→ Text passage
Regardless of the topology chosen, which defines

how nodes connect themselves, one must decide

how to actually populate peers with data. P2P

systems usually take one of two basic approaches:

structured or unstructured. Mischke and Stiller

(Mischke, 2004) analyzed the problem of distributed

searches in different structural data space designs.

In structured networks such as Chord

(Ratnasamy, 2001) or CAN (Stoica, 2001) the data

placement results of the execution of a predefined

function or lookup in a hash table. By having a

metric for the quick retrieval of data, structured

networks are highly scalable. However, searching by

metadata is a complex task which may require

broadcasting of queries.

Unstructured networks, on the other hand, have

no predefined rules for data storage. These are ideal

in dynamic networks, where constantly updating a

distributed hash table can be troublesome. While

they may generate more traffic network in some

situations, its flexibility makes them more attractive

for digital libraries. Queries can be as complex as

desired, and each peer will respond with its best

possible answer.

4.3 Search Engines

Indexing and search services play a critical role in a

digital library, as they allow to quickly and

efficiently find resources based on previously

indexed metadata. In a P2P based digital library,

some aspects are relevant in the choice of search

engines. Assuming a hybrid topology is used, each

peer will have a local index which must be

periodically sent to the super-peer where they are

merged.

Ideally, the search/indexing engine should have

the following features:

- Generated indexes should be transparent to the

API/language used. If the P2P is to support

different operative systems, indexes must be

interchangeable.

- Decoupling of indexing and searching

mechanisms. This allows applications to use

super-peers without also replicating data.

- Indexes should be incremental and able to be

merged.

- XML and XML namespaces support, either

natively or by using plug-ins.

→ Data rows

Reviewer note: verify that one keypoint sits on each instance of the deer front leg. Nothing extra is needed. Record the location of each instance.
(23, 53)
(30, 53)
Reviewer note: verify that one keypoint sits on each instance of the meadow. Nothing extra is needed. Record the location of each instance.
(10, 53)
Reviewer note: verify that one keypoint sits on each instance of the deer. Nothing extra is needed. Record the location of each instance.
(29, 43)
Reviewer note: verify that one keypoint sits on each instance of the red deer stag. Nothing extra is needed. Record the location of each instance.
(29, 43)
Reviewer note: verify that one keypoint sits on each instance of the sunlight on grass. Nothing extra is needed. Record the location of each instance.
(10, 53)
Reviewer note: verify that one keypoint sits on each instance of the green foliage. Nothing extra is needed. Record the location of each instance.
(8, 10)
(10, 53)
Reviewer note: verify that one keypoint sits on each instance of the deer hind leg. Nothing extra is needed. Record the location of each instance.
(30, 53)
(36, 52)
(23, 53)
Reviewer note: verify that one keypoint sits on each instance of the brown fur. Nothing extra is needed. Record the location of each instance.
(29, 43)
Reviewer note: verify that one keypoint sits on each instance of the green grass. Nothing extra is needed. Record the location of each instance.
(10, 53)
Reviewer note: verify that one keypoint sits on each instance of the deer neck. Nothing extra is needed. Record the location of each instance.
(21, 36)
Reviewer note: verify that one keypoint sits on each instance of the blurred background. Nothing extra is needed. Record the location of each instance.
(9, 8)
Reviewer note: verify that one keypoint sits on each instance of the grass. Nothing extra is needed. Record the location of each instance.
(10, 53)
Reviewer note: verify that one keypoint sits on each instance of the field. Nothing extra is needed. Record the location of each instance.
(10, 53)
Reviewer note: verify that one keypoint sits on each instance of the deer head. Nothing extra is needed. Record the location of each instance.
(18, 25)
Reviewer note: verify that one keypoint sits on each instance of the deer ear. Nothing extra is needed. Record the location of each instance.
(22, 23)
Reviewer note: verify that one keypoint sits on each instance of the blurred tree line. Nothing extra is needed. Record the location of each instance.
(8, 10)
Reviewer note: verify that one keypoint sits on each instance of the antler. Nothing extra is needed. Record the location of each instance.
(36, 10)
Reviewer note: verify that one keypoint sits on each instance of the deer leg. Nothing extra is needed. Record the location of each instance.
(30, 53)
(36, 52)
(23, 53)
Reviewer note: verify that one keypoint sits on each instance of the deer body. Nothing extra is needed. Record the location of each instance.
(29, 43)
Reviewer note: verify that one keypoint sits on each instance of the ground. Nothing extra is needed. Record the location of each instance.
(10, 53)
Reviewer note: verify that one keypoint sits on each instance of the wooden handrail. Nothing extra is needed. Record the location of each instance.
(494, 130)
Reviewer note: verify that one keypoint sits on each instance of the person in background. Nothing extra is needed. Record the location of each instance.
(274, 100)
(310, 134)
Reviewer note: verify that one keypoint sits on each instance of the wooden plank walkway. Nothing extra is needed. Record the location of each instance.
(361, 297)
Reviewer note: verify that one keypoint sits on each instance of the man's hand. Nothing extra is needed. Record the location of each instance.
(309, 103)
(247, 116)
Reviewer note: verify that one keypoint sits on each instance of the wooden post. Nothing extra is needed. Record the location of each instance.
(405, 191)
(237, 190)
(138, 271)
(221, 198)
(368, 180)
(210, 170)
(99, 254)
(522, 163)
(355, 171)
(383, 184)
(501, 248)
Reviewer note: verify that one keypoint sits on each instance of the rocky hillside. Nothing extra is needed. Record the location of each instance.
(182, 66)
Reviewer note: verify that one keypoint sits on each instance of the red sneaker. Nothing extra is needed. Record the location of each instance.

→ Set exercise 1
In the passage on P2P digital libraries, turn the paragraph beginning "Unstructured networks, on the other hand" into a short bulleted list that keeps its main facts.
→ Set exercise 2
In the passage on P2P digital libraries, where must each peer periodically send its local index when a hybrid topology is used?

→ Complete output 1
- Unstructured networks have no predefined rules for data storage.
- They suit dynamic networks, where constantly updating a distributed hash table can be troublesome.
- They may generate more network traffic in some situations.
- Their flexibility makes them more attractive for digital libraries.
- Queries can be as complex as desired, and each peer responds with its best possible answer.

→ Complete output 2
To the super-peer, where the indexes are merged.